▶ Kutipan
---

Guna mendorong pertumbuhan ekonomi nasional, Pemerintah Indonesia kembali menaruh perhatian pada sektor properti sebagai motor penggerak utama. Salah satu langkah konkret yang diambil adalah memperpanjang insentif berupa Pajak Pertambahan Nilai Ditanggung Pemerintah (PPN DTP) untuk pembelian rumah. Insentif ini tertuang dalam Peraturan Menteri Keuangan (PMK) Nomor 13 Tahun 2025, yang mengatur tentang PPN atas penyerahan rumah tapak dan satuan rumah susun selama tahun anggaran 2025.
Kebijakan ini merupakan kelanjutan dari program serupa di tahun-tahun sebelumnya, yang terbukti efektif dalam merangsang permintaan properti di tengah masyarakat. Dengan harga yang lebih terjangkau berkat insentif tersebut, semakin banyak warga yang mampu membeli hunian. Selain itu, langkah ini juga diyakini dapat mempercepat penjualan unit yang belum laku serta mendorong pengembang untuk melanjutkan pembangunan proyek-proyek baru. Efeknya tidak hanya dirasakan di sektor properti, tapi juga berdampak luas terhadap sektor pendukung lainnya seperti konstruksi, bahan bangunan, perbankan, dan furnitur.
Insentif ini diberikan kepada pembeli individu, baik Warga Negara Indonesia (WNI) yang memiliki NPWP atau NIK, maupun Warga Negara Asing (WNA) yang memiliki NPWP dan memenuhi ketentuan hukum terkait kepemilikan hunian di Indonesia. Namun, insentif ini hanya berlaku satu kali untuk satu orang atas satu unit rumah tapak atau satuan rumah susun.
Hanya berlaku untuk rumah baru (bukan bekas) yang dibeli dari Pengusaha Kena Pajak (PKP). Properti yang dimaksud meliputi rumah tapak dan satuan rumah susun, termasuk bangunan yang sebagian berfungsi sebagai toko atau kantor.

---

▶ Ketentuan Tugas 1
Tuliskan kembali tanpa mengubah satu kata pun bagian kutipan tentang insentif PPN rumah di atas, mulai dari "Insentif ini diberikan" sampai ke "toko atau kantor.".
▶ Ketentuan Tugas 2
Lanjutkan kutipan tentang insentif PPN untuk pembelian rumah di atas, dimulai tepat setelah kalimat terakhirnya.

▶ Materi yang Diberikan
---

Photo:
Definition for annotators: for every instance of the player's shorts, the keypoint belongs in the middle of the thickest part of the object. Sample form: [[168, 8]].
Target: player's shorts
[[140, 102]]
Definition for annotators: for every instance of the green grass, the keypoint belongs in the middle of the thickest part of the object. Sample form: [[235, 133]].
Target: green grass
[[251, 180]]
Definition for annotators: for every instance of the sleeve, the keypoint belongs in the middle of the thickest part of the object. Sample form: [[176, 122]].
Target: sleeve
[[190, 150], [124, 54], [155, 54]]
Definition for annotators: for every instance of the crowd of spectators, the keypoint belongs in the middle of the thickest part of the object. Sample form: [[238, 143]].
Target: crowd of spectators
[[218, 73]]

---

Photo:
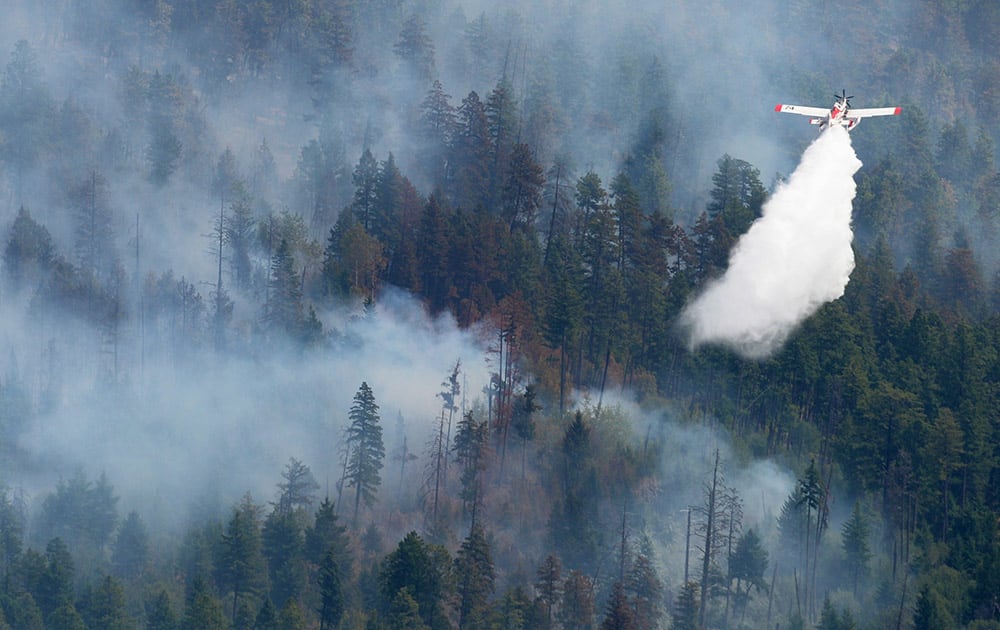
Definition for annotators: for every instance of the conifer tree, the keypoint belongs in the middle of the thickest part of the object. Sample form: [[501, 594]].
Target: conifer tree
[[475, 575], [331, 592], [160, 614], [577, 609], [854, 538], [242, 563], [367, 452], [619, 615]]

---

▶ Jawaban Latihan 1
Insentif ini diberikan kepada pembeli individu, baik Warga Negara Indonesia (WNI) yang memiliki NPWP atau NIK, maupun Warga Negara Asing (WNA) yang memiliki NPWP dan memenuhi ketentuan hukum terkait kepemilikan hunian di Indonesia. Namun, insentif ini hanya berlaku satu kali untuk satu orang atas satu unit rumah tapak atau satuan rumah susun.
Hanya berlaku untuk rumah baru (bukan bekas) yang dibeli dari Pengusaha Kena Pajak (PKP). Properti yang dimaksud meliputi rumah tapak dan satuan rumah susun, termasuk bangunan yang sebagian berfungsi sebagai toko atau kantor.

▶ Jawaban Latihan 2
PPN DTP ini diberikan untuk transaksi yang berlangsung antara 1 Januari hingga 31 Desember 2025. Syarat tambahan: uang muka atau cicilan pertama kepada PKP harus dibayarkan pada atau setelah 1 Januari 2025.
Insentif berlaku penuh untuk rumah dengan harga hingga Rp2 miliar. Untuk rumah dengan harga antara Rp2 miliar hingga Rp5 miliar, insentif hanya diberikan untuk bagian harga sampai Rp2 miliar—sisanya dikenakan PPN biasa.
Besaran insentif yang diberikan tergantung pada waktu serah terima properti (BAST):
1 Januari – 30 Juni 2025: PPN ditanggung pemerintah sebesar 100% atas nilai sampai Rp2 miliar.
1 Juli – 31 Desember 2025: Insentif dikurangi menjadi 50% dari PPN atas nilai yang sama (hingga Rp2 miliar).
Jika harga rumah melebihi Rp2 miliar, maka PPN atas selisihnya tetap menjadi tanggung jawab pembeli.
Agar dapat memanfaatkan insentif ini, baik pembeli maupun pengembang harus memenuhi beberapa kewajiban administratif, yaitu:
Penjual (PKP) wajib membuat Faktur Pajak, sesuai ketentuan perpajakan, serta menyusun laporan realisasi PPN DTP.
Faktur Pajak harus menyertakan kode identitas rumah di kolom nama barang. Untuk harga hingga Rp2 miliar, gunakan kode transaksi 07. Jika harga lebih tinggi, PKP harus membuat dua faktur: satu dengan kode 07 (untuk bagian yang ditanggung pemerintah), dan satu dengan kode 04 (untuk bagian yang tidak ditanggung pemerintah). Faktur juga wajib mencantumkan keterangan:
“PPN DITANGGUNG PEMERINTAH EKSEKUSI PMK NOMOR 13 TAHUN 2025”.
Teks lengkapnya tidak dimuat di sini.